__INPUT ROWS__:
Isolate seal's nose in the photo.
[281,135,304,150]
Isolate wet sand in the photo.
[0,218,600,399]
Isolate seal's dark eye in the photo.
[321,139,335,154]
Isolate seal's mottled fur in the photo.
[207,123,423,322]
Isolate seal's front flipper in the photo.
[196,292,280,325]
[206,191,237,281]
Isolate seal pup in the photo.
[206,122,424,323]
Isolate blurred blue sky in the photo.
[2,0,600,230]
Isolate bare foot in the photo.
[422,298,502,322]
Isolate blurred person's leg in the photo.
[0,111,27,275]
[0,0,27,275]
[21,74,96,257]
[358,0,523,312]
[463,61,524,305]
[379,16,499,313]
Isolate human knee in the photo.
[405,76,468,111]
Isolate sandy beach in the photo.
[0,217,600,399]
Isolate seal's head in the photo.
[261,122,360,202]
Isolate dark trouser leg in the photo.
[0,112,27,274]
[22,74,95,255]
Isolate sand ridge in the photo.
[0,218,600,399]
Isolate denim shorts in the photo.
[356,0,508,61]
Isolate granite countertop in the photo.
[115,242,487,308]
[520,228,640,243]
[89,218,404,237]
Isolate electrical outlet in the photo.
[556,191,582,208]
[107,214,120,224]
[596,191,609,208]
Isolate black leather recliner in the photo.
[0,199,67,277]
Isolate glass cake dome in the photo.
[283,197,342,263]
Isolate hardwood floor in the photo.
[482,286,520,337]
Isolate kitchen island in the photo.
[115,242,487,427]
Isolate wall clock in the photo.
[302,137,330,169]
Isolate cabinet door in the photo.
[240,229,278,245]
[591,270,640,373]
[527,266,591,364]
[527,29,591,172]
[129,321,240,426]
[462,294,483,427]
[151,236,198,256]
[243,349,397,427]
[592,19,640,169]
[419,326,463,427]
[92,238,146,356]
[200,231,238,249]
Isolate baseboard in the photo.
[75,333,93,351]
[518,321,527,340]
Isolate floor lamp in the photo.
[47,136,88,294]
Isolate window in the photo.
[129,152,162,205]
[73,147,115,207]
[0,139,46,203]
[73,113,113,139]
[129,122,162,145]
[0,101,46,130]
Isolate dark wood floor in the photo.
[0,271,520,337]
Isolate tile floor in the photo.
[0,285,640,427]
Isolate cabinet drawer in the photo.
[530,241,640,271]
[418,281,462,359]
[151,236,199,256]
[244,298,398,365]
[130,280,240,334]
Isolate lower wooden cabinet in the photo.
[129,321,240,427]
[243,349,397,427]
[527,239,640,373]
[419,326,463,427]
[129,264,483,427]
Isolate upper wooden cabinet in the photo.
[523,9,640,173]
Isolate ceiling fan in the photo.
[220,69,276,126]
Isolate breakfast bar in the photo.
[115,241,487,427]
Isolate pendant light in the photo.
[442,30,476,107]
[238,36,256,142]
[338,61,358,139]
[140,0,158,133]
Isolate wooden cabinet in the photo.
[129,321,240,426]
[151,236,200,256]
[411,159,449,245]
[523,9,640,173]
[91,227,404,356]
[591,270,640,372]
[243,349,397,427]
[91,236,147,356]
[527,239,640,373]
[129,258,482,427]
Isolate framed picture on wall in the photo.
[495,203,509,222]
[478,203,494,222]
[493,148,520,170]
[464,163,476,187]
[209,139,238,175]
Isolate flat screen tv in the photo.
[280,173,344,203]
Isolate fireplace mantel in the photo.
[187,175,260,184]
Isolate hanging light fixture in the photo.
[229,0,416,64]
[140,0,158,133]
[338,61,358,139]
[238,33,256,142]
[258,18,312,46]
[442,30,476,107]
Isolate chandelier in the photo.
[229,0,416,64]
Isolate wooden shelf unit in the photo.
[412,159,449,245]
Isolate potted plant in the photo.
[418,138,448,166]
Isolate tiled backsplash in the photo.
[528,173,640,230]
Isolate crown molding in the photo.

__JOB__: Rewrite all of the data above as a numbered list, omitting any blank lines.

__OUTPUT__:
1. Isolate seal's nose in the photo.
2. [281,135,304,150]
3. Isolate wet sand in the photo.
4. [0,218,600,399]
5. Isolate seal's dark eye in the photo.
6. [321,139,335,154]
7. Isolate seal's mottled fur in the photo.
8. [207,123,423,322]
9. Isolate seal's front flipper in the photo.
10. [196,292,280,325]
11. [206,191,237,281]
12. Isolate seal pup in the photo.
13. [206,122,424,323]
14. Isolate blurred blue sky in the photo.
15. [2,0,600,230]
16. Isolate bare foot in the photo.
17. [422,298,502,322]
18. Isolate blurred person's leg in the photo.
19. [0,111,27,275]
20. [0,0,27,275]
21. [21,74,96,257]
22. [358,0,523,312]
23. [463,61,524,305]
24. [379,16,499,313]
25. Isolate human knee in the photo.
26. [405,76,468,111]
27. Isolate sandy beach in the photo.
28. [0,217,600,399]
29. Isolate seal's head in the photo.
30. [261,122,360,202]
31. Isolate dark trouser leg in the photo.
32. [0,112,27,274]
33. [22,74,95,255]
34. Isolate sand ridge in the photo.
35. [0,218,600,399]
36. Isolate denim shorts in the photo.
37. [356,0,508,61]
38. Isolate granite countertop in the photo.
39. [115,242,487,308]
40. [520,228,640,243]
41. [89,218,404,237]
42. Isolate electrical outlet in the photo.
43. [556,191,582,208]
44. [107,214,120,224]
45. [596,191,609,208]
46. Isolate black leather recliner in the photo.
47. [0,199,67,277]
48. Isolate glass cake dome in the photo.
49. [283,197,342,263]
50. Isolate hardwood floor in the photo.
51. [482,286,520,337]
52. Isolate kitchen island in the photo.
53. [115,242,487,427]
54. Isolate wall clock in the photo.
55. [302,137,330,169]
56. Isolate cabinet door in the photo.
57. [240,229,278,245]
58. [591,270,640,373]
59. [527,266,591,364]
60. [527,29,591,172]
61. [129,321,240,426]
62. [462,294,483,427]
63. [151,236,198,256]
64. [243,349,397,427]
65. [592,19,640,169]
66. [419,326,463,427]
67. [92,238,146,356]
68. [200,231,238,249]
69. Isolate baseboard in the photo.
70. [75,333,93,351]
71. [518,321,527,340]
72. Isolate floor lamp in the photo.
73. [47,136,88,294]
74. Isolate window in the photo.
75. [129,152,162,205]
76. [73,147,115,207]
77. [0,139,46,203]
78. [73,113,113,139]
79. [129,122,162,145]
80. [0,101,46,130]
81. Isolate dark wood floor in the photo.
82. [0,271,520,337]
83. Isolate tile floor in the photo.
84. [0,285,640,427]
85. Isolate cabinet drawer in the photo.
86. [530,241,640,271]
87. [418,281,462,359]
88. [151,236,199,256]
89. [244,298,398,365]
90. [130,280,240,334]
91. Isolate lower wooden cabinet in the photo.
92. [129,321,240,427]
93. [243,349,397,427]
94. [527,239,640,373]
95. [419,326,463,427]
96. [129,264,483,427]
97. Isolate upper wooden cabinet in the photo.
98. [523,9,640,173]
99. Isolate ceiling fan in the photo.
100. [220,69,276,126]
101. Isolate breakfast bar in the photo.
102. [115,241,487,427]
103. Isolate pendant light in the photo.
104. [442,30,476,107]
105. [238,36,256,142]
106. [338,61,358,139]
107. [140,0,158,133]
108. Isolate wooden cabinet in the photo.
109. [129,321,240,426]
110. [151,236,200,256]
111. [411,159,449,245]
112. [523,9,640,173]
113. [91,227,404,356]
114. [591,270,640,372]
115. [243,349,397,427]
116. [91,236,147,356]
117. [527,239,640,373]
118. [129,258,482,427]
119. Isolate framed picture on wall in the photo.
120. [495,203,509,222]
121. [478,203,494,222]
122. [493,148,520,170]
123. [464,163,476,187]
124. [209,139,238,175]
125. Isolate flat screen tv in the photo.
126. [280,173,344,203]
127. Isolate fireplace mantel in the photo.
128. [187,175,260,184]
129. Isolate hanging light fixture in the photo.
130. [229,0,416,64]
131. [140,0,158,133]
132. [338,61,358,139]
133. [238,33,256,142]
134. [258,18,312,46]
135. [442,30,476,107]
136. Isolate chandelier in the photo.
137. [229,0,416,64]
138. Isolate wooden shelf unit in the photo.
139. [412,159,449,245]
140. Isolate potted plant in the photo.
141. [418,138,448,166]
142. Isolate tiled backsplash in the photo.
143. [528,173,640,230]
144. Isolate crown molding in the photo.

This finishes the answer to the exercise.